Every entry below should be printed exactly, without its images.

◆ ◆ ◆ ◆ ◆ ◆ ◆

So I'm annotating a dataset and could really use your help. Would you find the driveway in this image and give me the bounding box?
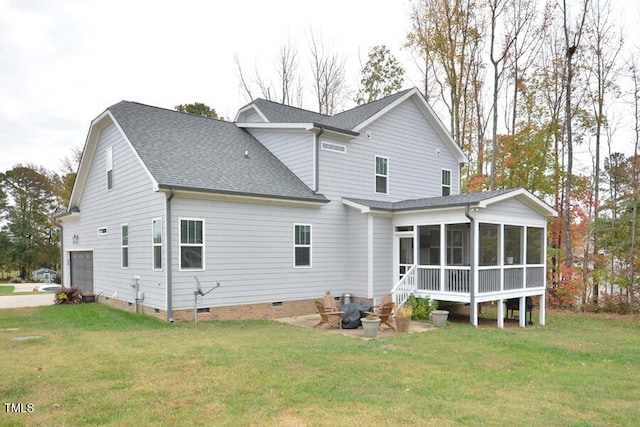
[0,284,56,309]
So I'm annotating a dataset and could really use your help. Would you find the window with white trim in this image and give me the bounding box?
[152,218,162,270]
[121,224,129,268]
[294,224,311,267]
[375,156,388,194]
[180,219,204,270]
[106,147,113,190]
[442,169,451,196]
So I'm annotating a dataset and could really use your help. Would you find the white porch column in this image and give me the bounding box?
[469,213,479,327]
[367,213,374,299]
[540,293,546,326]
[519,296,526,327]
[497,298,505,329]
[440,224,446,292]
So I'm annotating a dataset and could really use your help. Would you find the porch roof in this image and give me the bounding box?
[343,188,557,217]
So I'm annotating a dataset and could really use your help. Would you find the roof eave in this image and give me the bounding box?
[158,185,329,206]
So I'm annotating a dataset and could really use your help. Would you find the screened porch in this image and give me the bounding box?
[392,222,548,327]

◆ ◆ ◆ ◆ ◆ ◆ ◆

**Solution for this problem**.
So I'm annotating a dataset and could really use your help. Would you find the driveway in this image and give me the bounding box?
[0,284,56,309]
So I'm annotating a dataset and could really use your help. Would you find the window with white trim in this image and give me the bounding box?
[152,218,162,270]
[121,224,129,268]
[294,224,311,267]
[375,156,388,194]
[180,219,204,270]
[106,147,113,190]
[442,169,451,196]
So I'm annotating a dataset and could really use your help. Would you find the white porch column in this image and give me the bounding box?
[469,213,479,327]
[367,213,374,299]
[540,293,546,326]
[519,296,526,327]
[497,298,505,329]
[440,224,446,292]
So I'm annotating a dataset and could really use your help. Would you find the porch roof in this image and give me the bounding box?
[343,188,557,217]
So I'm annotating a dataset and could really use your help. Would you find the roof eave in this image and give me the bounding box?
[158,185,329,206]
So I'm annotating a dataset and could really use your help. Would you find the screened porch in this image and give me the bounding box?
[392,222,548,327]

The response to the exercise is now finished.